■ WHAT THE TASK REQUIRES
Rewrite every line of the material below as a JSON list of strings, one string per line, skipping blank lines. Leave the pictures out.

■ Image location labeling entries
- - - -
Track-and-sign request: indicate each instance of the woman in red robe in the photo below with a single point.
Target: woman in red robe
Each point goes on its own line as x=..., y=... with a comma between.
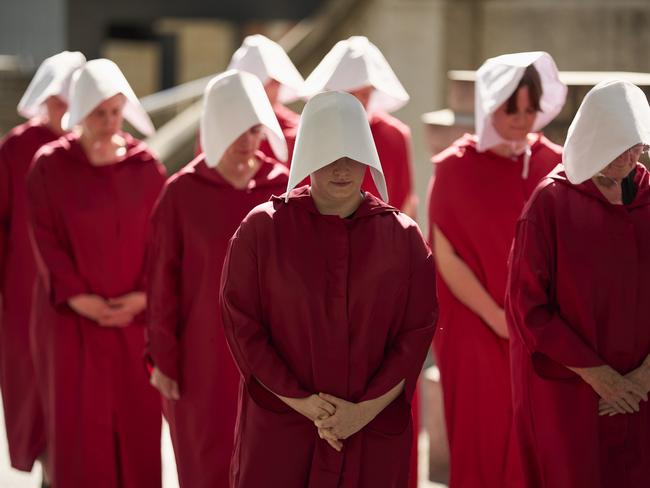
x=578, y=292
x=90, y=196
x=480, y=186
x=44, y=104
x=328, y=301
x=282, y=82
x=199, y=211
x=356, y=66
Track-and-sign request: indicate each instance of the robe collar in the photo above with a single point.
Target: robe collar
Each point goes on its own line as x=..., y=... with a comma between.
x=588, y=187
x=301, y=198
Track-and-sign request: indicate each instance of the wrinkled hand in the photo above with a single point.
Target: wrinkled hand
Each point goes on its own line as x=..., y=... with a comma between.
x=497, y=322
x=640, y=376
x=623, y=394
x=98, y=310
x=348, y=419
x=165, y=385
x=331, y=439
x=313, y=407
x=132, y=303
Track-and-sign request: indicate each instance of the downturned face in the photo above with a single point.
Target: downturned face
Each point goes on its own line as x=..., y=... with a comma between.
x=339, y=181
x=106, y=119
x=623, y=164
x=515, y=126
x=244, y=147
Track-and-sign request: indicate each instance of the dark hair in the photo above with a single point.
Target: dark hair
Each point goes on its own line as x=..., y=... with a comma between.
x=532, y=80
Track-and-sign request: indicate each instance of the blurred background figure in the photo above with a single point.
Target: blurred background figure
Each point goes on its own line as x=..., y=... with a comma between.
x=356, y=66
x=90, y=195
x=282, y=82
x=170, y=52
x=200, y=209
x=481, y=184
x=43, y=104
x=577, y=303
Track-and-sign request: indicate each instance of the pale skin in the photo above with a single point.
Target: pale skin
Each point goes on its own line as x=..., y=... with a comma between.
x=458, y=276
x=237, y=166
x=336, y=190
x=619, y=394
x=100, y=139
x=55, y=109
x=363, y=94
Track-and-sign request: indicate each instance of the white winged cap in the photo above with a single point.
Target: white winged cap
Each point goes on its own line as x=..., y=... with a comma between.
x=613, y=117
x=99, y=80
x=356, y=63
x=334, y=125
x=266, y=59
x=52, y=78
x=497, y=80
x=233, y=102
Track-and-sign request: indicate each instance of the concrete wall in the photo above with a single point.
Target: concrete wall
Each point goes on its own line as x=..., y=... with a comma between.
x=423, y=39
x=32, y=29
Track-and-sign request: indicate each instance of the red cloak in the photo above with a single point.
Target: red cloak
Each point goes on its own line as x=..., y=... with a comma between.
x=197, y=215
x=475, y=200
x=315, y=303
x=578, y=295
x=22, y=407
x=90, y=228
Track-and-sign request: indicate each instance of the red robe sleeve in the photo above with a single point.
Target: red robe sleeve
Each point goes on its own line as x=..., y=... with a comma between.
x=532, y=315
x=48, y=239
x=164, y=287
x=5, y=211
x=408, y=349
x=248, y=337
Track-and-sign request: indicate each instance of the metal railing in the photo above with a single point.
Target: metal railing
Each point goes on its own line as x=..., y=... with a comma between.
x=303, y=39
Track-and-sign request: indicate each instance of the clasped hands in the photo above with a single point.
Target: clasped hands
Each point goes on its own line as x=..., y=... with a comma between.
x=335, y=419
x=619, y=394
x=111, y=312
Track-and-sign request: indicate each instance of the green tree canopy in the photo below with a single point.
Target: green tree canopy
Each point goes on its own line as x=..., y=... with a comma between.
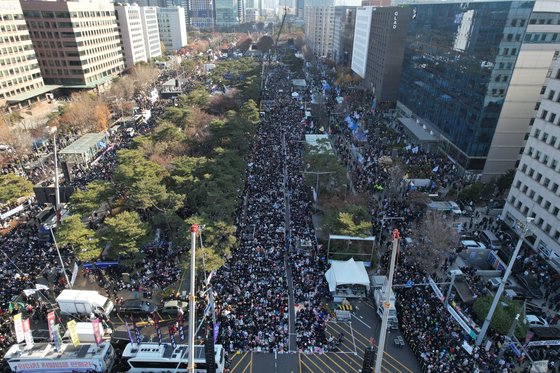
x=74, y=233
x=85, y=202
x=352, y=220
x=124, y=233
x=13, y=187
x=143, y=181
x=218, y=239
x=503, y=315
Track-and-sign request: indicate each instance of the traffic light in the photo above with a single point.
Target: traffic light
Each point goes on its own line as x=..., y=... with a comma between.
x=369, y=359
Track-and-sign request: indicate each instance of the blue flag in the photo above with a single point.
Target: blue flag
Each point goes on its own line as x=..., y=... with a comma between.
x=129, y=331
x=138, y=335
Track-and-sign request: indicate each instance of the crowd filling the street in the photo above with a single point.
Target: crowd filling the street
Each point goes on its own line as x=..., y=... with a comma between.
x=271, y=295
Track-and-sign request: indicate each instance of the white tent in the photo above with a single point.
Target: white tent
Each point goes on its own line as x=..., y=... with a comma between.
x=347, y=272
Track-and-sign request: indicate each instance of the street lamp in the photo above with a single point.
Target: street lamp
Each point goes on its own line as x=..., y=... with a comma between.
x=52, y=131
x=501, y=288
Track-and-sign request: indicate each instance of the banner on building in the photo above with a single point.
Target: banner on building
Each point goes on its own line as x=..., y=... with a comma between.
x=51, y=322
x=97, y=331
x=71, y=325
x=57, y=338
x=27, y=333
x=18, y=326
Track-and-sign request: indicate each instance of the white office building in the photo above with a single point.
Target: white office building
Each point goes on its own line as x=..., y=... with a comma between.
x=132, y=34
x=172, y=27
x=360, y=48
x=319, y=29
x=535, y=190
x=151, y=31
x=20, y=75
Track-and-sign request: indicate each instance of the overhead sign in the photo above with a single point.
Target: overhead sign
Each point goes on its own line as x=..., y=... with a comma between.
- - - -
■ THE ANSWER
[
  "Track-and-sign request: indicate each instance of the woman in red robe in the photo below with a single point.",
  "Target: woman in red robe",
  "Each point goes on its own line as x=..., y=... with a comma between.",
  "x=578, y=292",
  "x=90, y=196",
  "x=480, y=186",
  "x=44, y=104",
  "x=328, y=301",
  "x=282, y=82",
  "x=199, y=211",
  "x=356, y=66",
  "Track-and-sign request: indicate each instance of the robe collar in the photo above with a single point.",
  "Target: robe collar",
  "Each point goes on its own line as x=..., y=... with a comma between.",
  "x=588, y=187",
  "x=301, y=198",
  "Track-and-sign request: indicate each instance of the wrinkled hand in the photo above with a single point.",
  "Target: wrinkled hand",
  "Each point goes on its own line as x=..., y=... with a comma between.",
  "x=497, y=322",
  "x=640, y=376",
  "x=623, y=394",
  "x=98, y=310",
  "x=348, y=419",
  "x=165, y=385",
  "x=331, y=439",
  "x=313, y=407",
  "x=132, y=303",
  "Track-and-sign request: indicate each instance of the downturned face in the photo above with a single point.",
  "Target: downturned face",
  "Each point goes on its own line as x=..., y=... with a comma between.",
  "x=339, y=181",
  "x=106, y=119",
  "x=623, y=164",
  "x=515, y=126",
  "x=244, y=147",
  "Track-and-sign request: indicate each instance of the dark hair in the photo above with a single point.",
  "Target: dark hair",
  "Each point goes on its own line as x=..., y=... with a comma between.",
  "x=532, y=80",
  "Track-and-sign request: indicate each instance of the blurred background figure in the photo above with a single point.",
  "Target: blurred background figure",
  "Each point goes on its own line as x=..., y=... with a comma between.",
  "x=356, y=66",
  "x=90, y=195",
  "x=282, y=82",
  "x=170, y=52",
  "x=200, y=209",
  "x=481, y=184",
  "x=43, y=104",
  "x=577, y=303",
  "Track-and-sign request: indicate each instance of the pale skin in the photo above with a single point.",
  "Target: pale skin",
  "Each point goes on its own line as x=..., y=... with a comma between.",
  "x=458, y=276",
  "x=237, y=166",
  "x=336, y=190",
  "x=619, y=394",
  "x=100, y=139",
  "x=55, y=109",
  "x=363, y=94",
  "Track-and-sign request: indicate each instance of the white winged cap in the photo above with a single point.",
  "Target: white winged cap",
  "Each point goes on its own line as x=..., y=... with a comma between.",
  "x=613, y=117",
  "x=99, y=80",
  "x=356, y=63",
  "x=334, y=125",
  "x=266, y=59",
  "x=52, y=78",
  "x=497, y=80",
  "x=233, y=102",
  "Track-and-sign request: indicate each instance of the concrete wall in the photo above with a single point.",
  "Target: concrete wall",
  "Each point goes on its own line as x=..., y=... with a comma between.",
  "x=423, y=39",
  "x=32, y=29",
  "Track-and-sign request: indicate each instance of the red cloak in the photo above with a single point.",
  "Target: red cloak",
  "Each point goes on its own line as x=..., y=... with a comma between.",
  "x=197, y=215",
  "x=475, y=200",
  "x=315, y=303",
  "x=578, y=295",
  "x=22, y=407",
  "x=90, y=228",
  "Track-and-sign request: indicate each instance of the red robe sleeve in the photo above with a single point.",
  "Target: red robe sleeve",
  "Each point goes on its own line as x=..., y=... with a comma between.",
  "x=532, y=315",
  "x=48, y=239",
  "x=164, y=287",
  "x=5, y=211",
  "x=408, y=349",
  "x=248, y=337",
  "Track-and-sign request: indicate each instance of the metal railing in the photo above with a single point.",
  "Target: metal railing",
  "Each point goes on its own line as x=..., y=... with a comma between.",
  "x=303, y=39",
  "Track-and-sign request: indicate each instance of the clasped hands in the photo above with a single point.",
  "Target: clasped hands",
  "Each point goes on its own line as x=..., y=... with a comma between.",
  "x=335, y=419",
  "x=619, y=394",
  "x=111, y=312",
  "Track-and-sign request: indicate each instance of the green tree canopy in the photo below with a single point.",
  "Target: green tree canopy",
  "Each point goes on its own line as x=..., y=... with a comma between.",
  "x=74, y=233",
  "x=85, y=202",
  "x=352, y=220",
  "x=124, y=233",
  "x=13, y=187",
  "x=143, y=181",
  "x=218, y=239",
  "x=503, y=315",
  "Track-and-sign request: indicate each instance of the traffic light in the photo above with a single point.",
  "Target: traffic light",
  "Each point goes on its own line as x=..., y=... with a comma between.",
  "x=369, y=359",
  "Track-and-sign request: indicate each instance of the blue flag in the photo above with a single point.",
  "Target: blue flag",
  "Each point goes on its own line as x=..., y=... with a comma between.",
  "x=129, y=331",
  "x=138, y=335",
  "Track-and-sign request: indicate each instance of the crowd filling the street in the photo above with a single point.",
  "Target: crowd filling the street",
  "Each point goes on its own line as x=..., y=... with a comma between.",
  "x=271, y=295",
  "Track-and-sign request: indicate each instance of the white tent in the photo above with a single point.",
  "Target: white tent",
  "Each point goes on its own line as x=..., y=... with a comma between.",
  "x=347, y=272",
  "Track-and-sign request: indicate each instance of the street lamp in the photo above with a single point.",
  "Target: street lamp",
  "Each point goes on its own line as x=..., y=... with a comma between.",
  "x=52, y=131",
  "x=501, y=288",
  "Track-and-sign request: indicate each instance of the banner on building in the photo above with a single point.",
  "Target: banner on building",
  "Each point goes on its own line as x=..., y=... with a comma between.",
  "x=51, y=322",
  "x=97, y=331",
  "x=71, y=325",
  "x=57, y=338",
  "x=27, y=333",
  "x=18, y=326",
  "Track-and-sign request: indicate each instance of the white office building in the photo above with a single point.",
  "Target: white office building",
  "Each point goes on its own line as x=..., y=... with a comma between.",
  "x=132, y=34",
  "x=172, y=27",
  "x=360, y=48",
  "x=319, y=29",
  "x=535, y=190",
  "x=151, y=31",
  "x=20, y=75",
  "Track-and-sign request: indicate each instance of the overhead sign in the photo above with a single point.",
  "Target: overhead sign",
  "Each point goes on its own line as x=..., y=... with a comma between."
]